- **TASK PROMPT**
Rewrite the entries from the line with "Target: dark glove on rifle" through the end of the entries, changing "black boot" to "dark boot" and keeping everything else the same. Give only those lines, and leave the pictures out.

-- start SUPPLIED MATERIAL --

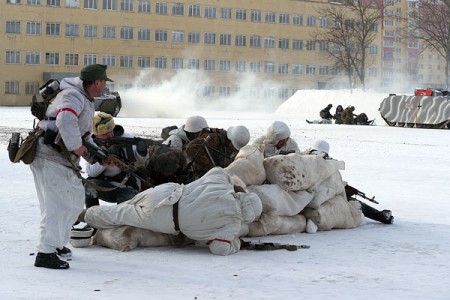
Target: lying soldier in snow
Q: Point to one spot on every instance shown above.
(209, 210)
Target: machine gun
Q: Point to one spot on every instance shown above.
(351, 191)
(102, 156)
(268, 246)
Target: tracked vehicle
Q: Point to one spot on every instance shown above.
(427, 108)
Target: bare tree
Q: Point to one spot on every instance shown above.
(351, 30)
(430, 22)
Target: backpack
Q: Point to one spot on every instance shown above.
(166, 130)
(48, 92)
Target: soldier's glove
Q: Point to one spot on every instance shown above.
(142, 148)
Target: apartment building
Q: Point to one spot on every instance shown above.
(260, 48)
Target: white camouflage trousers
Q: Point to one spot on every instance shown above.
(61, 199)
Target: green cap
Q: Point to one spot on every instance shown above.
(94, 72)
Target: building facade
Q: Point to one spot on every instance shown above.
(260, 48)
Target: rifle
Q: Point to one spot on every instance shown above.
(101, 155)
(351, 191)
(265, 246)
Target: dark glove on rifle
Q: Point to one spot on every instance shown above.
(142, 148)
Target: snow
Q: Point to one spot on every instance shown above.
(407, 169)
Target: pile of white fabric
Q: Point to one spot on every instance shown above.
(301, 190)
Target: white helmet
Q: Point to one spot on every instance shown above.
(239, 136)
(321, 145)
(195, 124)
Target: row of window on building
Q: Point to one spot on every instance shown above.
(32, 88)
(179, 9)
(177, 36)
(162, 62)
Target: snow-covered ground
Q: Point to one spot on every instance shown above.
(407, 169)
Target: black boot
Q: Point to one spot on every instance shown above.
(64, 252)
(50, 261)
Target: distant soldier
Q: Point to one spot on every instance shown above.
(348, 117)
(338, 115)
(219, 150)
(325, 113)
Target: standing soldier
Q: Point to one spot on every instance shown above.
(348, 117)
(60, 191)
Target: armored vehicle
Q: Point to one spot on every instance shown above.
(427, 108)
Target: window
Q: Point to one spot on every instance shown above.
(255, 66)
(323, 70)
(12, 26)
(90, 30)
(310, 45)
(209, 91)
(310, 69)
(193, 64)
(161, 35)
(283, 69)
(255, 41)
(13, 57)
(109, 32)
(90, 59)
(109, 60)
(297, 44)
(126, 33)
(73, 3)
(194, 37)
(144, 34)
(269, 67)
(178, 9)
(210, 12)
(270, 17)
(161, 62)
(194, 10)
(178, 36)
(255, 15)
(33, 28)
(296, 69)
(32, 58)
(240, 66)
(225, 13)
(34, 2)
(31, 88)
(12, 87)
(210, 38)
(297, 20)
(283, 18)
(53, 29)
(72, 30)
(127, 5)
(126, 61)
(109, 4)
(241, 14)
(210, 65)
(283, 43)
(52, 58)
(269, 42)
(225, 65)
(224, 91)
(225, 39)
(91, 4)
(144, 6)
(311, 21)
(240, 40)
(71, 59)
(177, 63)
(144, 62)
(323, 46)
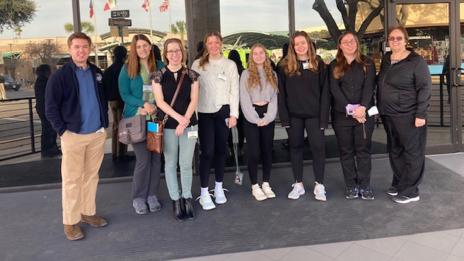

-- end SUPPLIED MATERIAL --

- **TASK OUTPUT**
Target: dark glove on rifle
Q: Point to one spot on every instance shown above.
(142, 148)
Target: snow
Q: Point to one spot on every instance shown above.
(407, 169)
Target: pile of white fabric
Q: Point to one spot on every instance shown above.
(301, 190)
Target: white helmet
Q: Point to one spot on every instance shown above.
(239, 136)
(321, 145)
(195, 124)
Target: row of window on building
Q: Point to one spot on every instance shown above.
(32, 88)
(179, 9)
(177, 36)
(162, 62)
Target: snow-covered ground
Q: Point to one spot on every instance shown above.
(407, 169)
Target: dark boot
Q: Point to one spot on every instance shown above.
(64, 252)
(50, 261)
Target: distant soldier
Q: Point to one spot on every instance shown above.
(348, 117)
(338, 115)
(219, 150)
(325, 113)
Target: standing soldier
Q: Point to one spot on every instance shown above.
(348, 117)
(60, 191)
Target: armored vehicle
Q: Point to one spot on every instance shown above.
(427, 108)
Target: window
Q: Point to one spot on every instance shown above.
(255, 66)
(323, 70)
(12, 26)
(90, 30)
(310, 45)
(209, 91)
(310, 69)
(193, 64)
(161, 35)
(283, 69)
(255, 41)
(13, 57)
(109, 32)
(90, 59)
(109, 60)
(297, 44)
(126, 33)
(73, 3)
(194, 37)
(144, 34)
(269, 67)
(178, 9)
(210, 12)
(270, 17)
(161, 62)
(194, 10)
(178, 36)
(255, 15)
(33, 28)
(296, 69)
(32, 58)
(240, 66)
(225, 13)
(34, 2)
(31, 88)
(12, 87)
(210, 38)
(297, 20)
(283, 18)
(53, 29)
(72, 30)
(127, 5)
(126, 61)
(109, 4)
(241, 14)
(210, 65)
(283, 43)
(52, 58)
(269, 42)
(225, 65)
(224, 91)
(225, 39)
(91, 4)
(144, 6)
(311, 21)
(240, 40)
(71, 59)
(177, 63)
(144, 62)
(323, 46)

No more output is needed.